■ **Passage**
______
Let constitution amendment reflect citizen’s wishes, Jonathan tells National Assembly
Let constitution amendment reflect citizen’s wishes, Jonathan tells National Assembly
Let constitution amendment reflect citizen’s wishes, Jonathan tells National Assembly
Former Independent National Electoral Commission (INEC) Chairman, Prof. Attahiru Jega (left); ex-President Goodluck Jonathan; erstwhile President General, Ohanaeze Ndigbo, Chief John Nwodo; and Chairman, Daily Trust Limited, Mallam Kabiru Yusuf, during the18th Daily Trust Dialogue in Abuja…yesterday.
•Nwodo, Adebanjo, Jega urge restructuring
Former President Goodluck Jonathan, yesterday, called on the National Assembly to reflect the wishes of Nigerians in the ongoing review of the 1999 Constitution.

He made the call during the 18th Daily Trust Dialogue in Abuja, declaring his support for the restructuring of the country.

Jonathan recalled his experience in The Gambia where constitutional review just commenced, urging Nigerians to prevail on the Red Chamber to amend the constitution in line with their yearnings and aspirations.

The ex-President, who chaired the dialogue, themed: ‘Restructuring, why? when ? how?’, argued that beyond the issue of physical restructuring, Nigerians should restructure their “minds” towards tackling the myriad of challenges confronting the country.

Jonathan, who convened the 2014 National Conference, inaugurated on March 17 of that year in Abuja, identified nepotism, ethnic and religious differences and lack of patriotism as some of the teething challenges plaguing the country.

He urged continued existence of Nigeria as a united and indivisible country.
______
■ **Stored dataset items**

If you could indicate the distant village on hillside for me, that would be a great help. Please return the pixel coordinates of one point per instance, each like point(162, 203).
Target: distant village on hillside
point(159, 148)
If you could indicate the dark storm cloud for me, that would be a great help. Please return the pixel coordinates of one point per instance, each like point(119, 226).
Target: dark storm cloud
______
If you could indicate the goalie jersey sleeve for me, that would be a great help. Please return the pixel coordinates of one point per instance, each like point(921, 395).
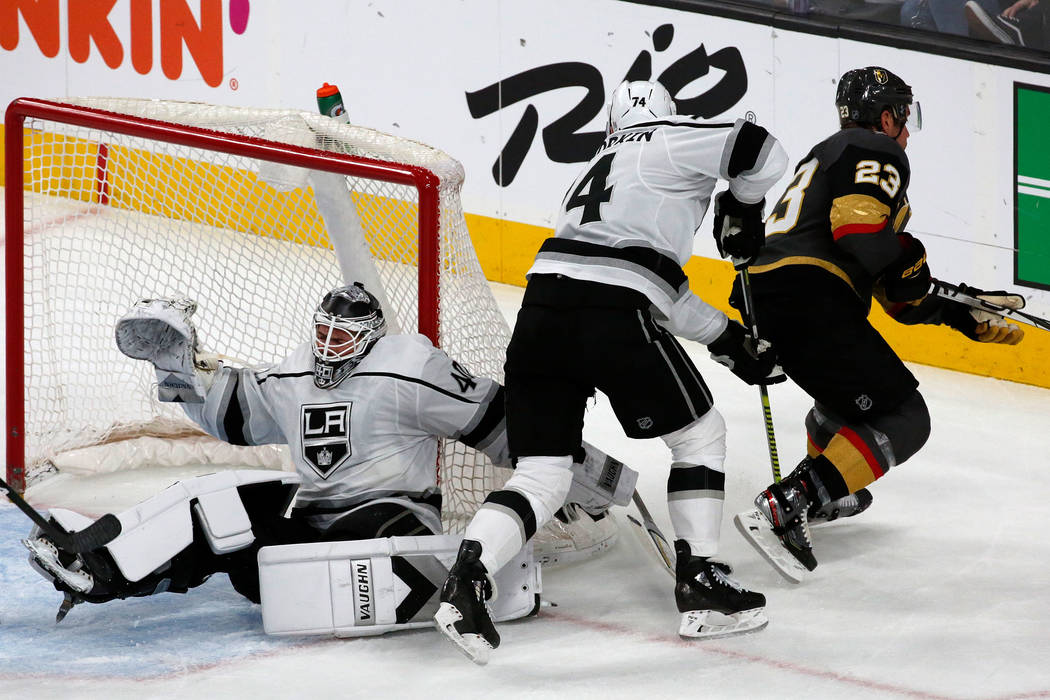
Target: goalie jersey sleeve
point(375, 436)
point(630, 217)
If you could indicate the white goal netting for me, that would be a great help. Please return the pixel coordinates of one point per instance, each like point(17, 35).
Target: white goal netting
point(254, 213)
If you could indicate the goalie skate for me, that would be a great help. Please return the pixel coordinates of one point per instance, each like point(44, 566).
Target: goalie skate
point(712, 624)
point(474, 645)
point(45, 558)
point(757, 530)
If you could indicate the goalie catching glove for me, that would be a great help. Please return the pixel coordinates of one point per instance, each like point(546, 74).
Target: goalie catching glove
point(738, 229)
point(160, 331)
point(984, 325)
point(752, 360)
______
■ **Work to complete**
1/ List every person named in the photo caption of the news report on Jonathan and constitution amendment.
2/ Duplicate the passage of the news report on Jonathan and constitution amendment, starting at "Jonathan recalled his" and ending at "confronting the country.".

■ **Task-by-task answers**
1/
Prof. Attahiru Jega
Goodluck Jonathan
Chief John Nwodo
Mallam Kabiru Yusuf

2/
Jonathan recalled his experience in The Gambia where constitutional review just commenced, urging Nigerians to prevail on the Red Chamber to amend the constitution in line with their yearnings and aspirations.

The ex-President, who chaired the dialogue, themed: ‘Restructuring, why? when ? how?’, argued that beyond the issue of physical restructuring, Nigerians should restructure their “minds” towards tackling the myriad of challenges confronting the country.